--- WHAT THE TASK ASKS ---
Return all of the entries, keeping every word and mark as it is.

--- Dataset excerpts ---
++++++++++
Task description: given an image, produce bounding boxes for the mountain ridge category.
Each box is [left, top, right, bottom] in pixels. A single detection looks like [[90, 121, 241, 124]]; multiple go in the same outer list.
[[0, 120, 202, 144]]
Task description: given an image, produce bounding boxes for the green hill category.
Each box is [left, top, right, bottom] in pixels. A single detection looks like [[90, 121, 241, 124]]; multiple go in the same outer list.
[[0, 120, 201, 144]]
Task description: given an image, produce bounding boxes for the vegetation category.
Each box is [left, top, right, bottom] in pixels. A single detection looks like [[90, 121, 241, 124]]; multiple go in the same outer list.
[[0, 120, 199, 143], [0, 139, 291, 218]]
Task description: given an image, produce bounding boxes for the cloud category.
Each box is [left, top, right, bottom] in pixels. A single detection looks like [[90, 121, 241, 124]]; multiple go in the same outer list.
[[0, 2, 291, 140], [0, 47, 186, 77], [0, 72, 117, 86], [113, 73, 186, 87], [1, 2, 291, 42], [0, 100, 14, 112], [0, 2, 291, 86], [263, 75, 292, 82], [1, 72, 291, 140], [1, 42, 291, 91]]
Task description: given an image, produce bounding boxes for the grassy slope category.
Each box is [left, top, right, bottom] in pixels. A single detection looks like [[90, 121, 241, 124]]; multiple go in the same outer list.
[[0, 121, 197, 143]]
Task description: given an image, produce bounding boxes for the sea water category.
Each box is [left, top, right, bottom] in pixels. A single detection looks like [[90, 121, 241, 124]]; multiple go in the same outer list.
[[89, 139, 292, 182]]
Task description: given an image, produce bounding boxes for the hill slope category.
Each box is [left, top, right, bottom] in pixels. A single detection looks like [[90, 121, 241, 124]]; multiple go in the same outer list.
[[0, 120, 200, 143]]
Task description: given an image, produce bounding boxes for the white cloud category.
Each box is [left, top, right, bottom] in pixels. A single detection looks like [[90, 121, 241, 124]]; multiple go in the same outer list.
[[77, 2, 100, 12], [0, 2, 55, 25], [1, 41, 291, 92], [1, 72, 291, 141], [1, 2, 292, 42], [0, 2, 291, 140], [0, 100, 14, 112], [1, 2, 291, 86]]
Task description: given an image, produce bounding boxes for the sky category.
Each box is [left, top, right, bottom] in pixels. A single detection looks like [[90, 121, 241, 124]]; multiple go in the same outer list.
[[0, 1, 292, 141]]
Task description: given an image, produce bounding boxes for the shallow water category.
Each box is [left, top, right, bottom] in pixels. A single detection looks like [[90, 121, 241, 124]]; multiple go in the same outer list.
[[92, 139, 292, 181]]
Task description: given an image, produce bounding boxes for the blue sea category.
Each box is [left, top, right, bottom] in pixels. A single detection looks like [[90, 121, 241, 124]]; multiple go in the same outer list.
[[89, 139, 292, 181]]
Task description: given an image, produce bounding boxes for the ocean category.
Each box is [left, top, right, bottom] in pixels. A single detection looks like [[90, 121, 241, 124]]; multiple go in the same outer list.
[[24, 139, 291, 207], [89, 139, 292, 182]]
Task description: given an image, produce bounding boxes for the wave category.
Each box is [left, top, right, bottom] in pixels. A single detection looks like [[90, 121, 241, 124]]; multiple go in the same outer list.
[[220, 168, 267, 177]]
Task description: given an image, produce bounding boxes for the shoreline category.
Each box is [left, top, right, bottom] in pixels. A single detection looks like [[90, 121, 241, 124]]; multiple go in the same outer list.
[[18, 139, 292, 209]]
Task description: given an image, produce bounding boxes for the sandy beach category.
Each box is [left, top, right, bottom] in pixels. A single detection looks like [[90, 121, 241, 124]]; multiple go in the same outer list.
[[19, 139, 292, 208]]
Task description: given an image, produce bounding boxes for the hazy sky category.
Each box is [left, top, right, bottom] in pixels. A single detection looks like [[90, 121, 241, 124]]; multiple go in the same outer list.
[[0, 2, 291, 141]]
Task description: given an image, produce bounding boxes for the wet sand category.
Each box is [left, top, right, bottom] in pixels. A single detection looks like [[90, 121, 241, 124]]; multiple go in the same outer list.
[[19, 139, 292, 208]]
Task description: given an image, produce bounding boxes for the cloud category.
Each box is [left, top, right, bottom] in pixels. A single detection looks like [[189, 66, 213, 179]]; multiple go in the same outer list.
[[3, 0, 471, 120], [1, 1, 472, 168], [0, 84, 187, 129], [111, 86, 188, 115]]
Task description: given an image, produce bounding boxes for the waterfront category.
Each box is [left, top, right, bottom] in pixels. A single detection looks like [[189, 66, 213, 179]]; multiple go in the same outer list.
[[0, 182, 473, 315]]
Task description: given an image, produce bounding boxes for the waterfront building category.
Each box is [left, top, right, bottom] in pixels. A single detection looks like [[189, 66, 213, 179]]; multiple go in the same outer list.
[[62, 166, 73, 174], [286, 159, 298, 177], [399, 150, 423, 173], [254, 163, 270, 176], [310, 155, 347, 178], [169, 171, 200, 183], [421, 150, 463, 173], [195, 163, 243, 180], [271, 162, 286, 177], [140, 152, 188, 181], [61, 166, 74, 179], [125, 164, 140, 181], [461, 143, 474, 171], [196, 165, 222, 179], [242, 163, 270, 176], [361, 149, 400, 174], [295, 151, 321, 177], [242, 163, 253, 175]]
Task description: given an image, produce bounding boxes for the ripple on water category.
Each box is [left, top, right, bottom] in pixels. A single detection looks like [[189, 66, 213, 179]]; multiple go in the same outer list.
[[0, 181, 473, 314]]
++++++++++
--- SOLUTION TO THIS TASK ---
Task description: given an image, produce bounding boxes for the mountain ridge category.
Each box is [left, top, right, bottom] in pixels. A single detection looks like [[90, 121, 241, 124]]; multiple go in the same outer list.
[[0, 120, 202, 144]]
Task description: given an image, produce bounding boxes for the green hill category.
Each box is [left, top, right, bottom] in pixels. A single detection looks like [[90, 121, 241, 124]]; multiple go in the same outer list.
[[0, 120, 201, 144]]
Task description: given an image, produce bounding boxes for the vegetation category.
Each box is [left, top, right, bottom] in pixels. A single detection looks like [[90, 121, 241, 124]]; multiple go in the same outer list.
[[0, 120, 199, 143], [0, 139, 291, 218]]
Task description: given an image, produce bounding boxes for the cloud category.
Each box is [left, top, right, bottom] in pixels. A single detection looks like [[90, 121, 241, 124]]; multiple go in the same outer list.
[[0, 2, 291, 140], [0, 47, 186, 77], [0, 72, 117, 86], [113, 73, 186, 87], [1, 2, 291, 42], [0, 100, 14, 112], [0, 2, 291, 86], [263, 75, 292, 82], [1, 72, 291, 140], [1, 42, 291, 91]]
Task description: given an image, produce bounding boxes for the grassy slope category.
Each box is [left, top, right, bottom] in pixels. A single detection looks like [[90, 121, 241, 124]]; multiple go in the same outer list.
[[0, 121, 197, 143]]
Task description: given an image, produce bounding boxes for the sea water category.
Each box is [left, top, right, bottom] in pixels. A single detection looks like [[90, 121, 241, 124]]; multiple go in the same outer list.
[[89, 139, 292, 182]]
Task description: given an image, produce bounding boxes for the hill slope category.
Each box is [left, top, right, bottom] in pixels. A single detection looks like [[90, 121, 241, 124]]; multiple go in the same outer list.
[[0, 120, 200, 143]]
Task description: given an image, produce bounding boxes for the white cloud category.
Each box is [left, top, right, bottom] in pixels. A single detection looks like [[90, 121, 241, 124]]; multiple go in the same outer list.
[[77, 2, 100, 12], [0, 2, 55, 25], [1, 41, 291, 92], [1, 72, 291, 141], [1, 2, 292, 42], [0, 2, 291, 140], [0, 100, 14, 112], [1, 2, 291, 86]]
Task description: given an image, produce bounding boxes for the sky category.
Each box is [left, top, right, bottom] in pixels. A single detection looks like [[90, 121, 241, 124]]; multiple go in the same outer list.
[[0, 1, 292, 141]]
Task description: given an image, produce bounding boxes for the shallow water category.
Each box is [left, top, right, bottom] in pixels. A single detection looks like [[90, 121, 241, 124]]; multiple go in the same outer list.
[[92, 139, 292, 181]]
Task description: given an image, produce bounding boxes for the blue sea category.
Each box is [left, top, right, bottom] in pixels. A single detection looks like [[90, 121, 241, 124]]; multiple go in the same outer list.
[[89, 139, 292, 181]]
Task description: given an image, produce bounding boxes for the ocean category.
Each box is [left, top, right, bottom] in pixels. A single detection looks like [[90, 121, 241, 124]]; multiple go in the same outer list.
[[24, 139, 291, 207], [89, 139, 292, 182]]
Task description: given an image, produce bounding boxes for the wave category.
Each box is [left, top, right, bottom] in pixels. A single detection looks like [[90, 121, 241, 124]]; multiple go in the same outer list.
[[220, 168, 267, 177]]
Task description: given an image, produce bounding boxes for the shoreline category.
Each box is [left, top, right, bottom] in pixels. A single detection looks like [[90, 121, 241, 124]]; multiple go in the same outer list.
[[18, 139, 292, 209]]
Task description: given an image, produce bounding boxes for the sandy beach category.
Each box is [left, top, right, bottom] in pixels. A single detection looks like [[90, 121, 241, 124]]; multiple go in the same outer list.
[[19, 139, 292, 208]]
Task description: given an image, produce bounding boxes for the hazy sky category.
Each box is [left, top, right, bottom] in pixels. A single detection looks like [[90, 121, 241, 124]]; multiple go in the same outer list.
[[0, 2, 291, 141]]
Task description: given an image, produce bounding boxes for the wet sand category.
Each box is [left, top, right, bottom] in pixels. A single detection looks like [[90, 121, 241, 124]]; multiple go in the same outer list.
[[19, 139, 292, 208]]
Task description: given an image, produce bounding boxes for the cloud category.
Each box is [left, top, right, bottom] in pixels. A single detection looks like [[189, 66, 213, 179]]; multiple go in the same outer list.
[[3, 0, 471, 120], [1, 1, 472, 168], [0, 84, 187, 129], [111, 86, 188, 115]]
Task description: given an image, produce bounding boxes for the waterfront category.
Each box is [left, top, right, bottom] in pixels. A single detection looks like [[189, 66, 213, 179]]; multiple go in the same outer list.
[[0, 182, 473, 315]]
Task description: given an image, produce bounding boxes for the waterfront building category.
Each box is [left, top, right, bottom] in pixels. A single detection looks like [[189, 66, 213, 179]]; multiple go in the same outer list.
[[62, 166, 73, 174], [286, 159, 298, 177], [399, 150, 423, 173], [254, 163, 270, 176], [310, 155, 347, 178], [169, 171, 200, 183], [421, 150, 463, 173], [195, 163, 243, 180], [271, 162, 286, 177], [140, 152, 188, 181], [61, 166, 74, 179], [125, 164, 140, 181], [461, 143, 474, 171], [196, 165, 222, 179], [242, 163, 270, 176], [361, 149, 400, 174], [295, 151, 321, 177], [242, 163, 253, 175]]
Task description: given an image, produce bounding boxes for the ripple on water category.
Each box is [left, top, right, bottom] in pixels. A single detection looks like [[189, 66, 213, 179]]; multiple go in the same outer list.
[[0, 181, 473, 314]]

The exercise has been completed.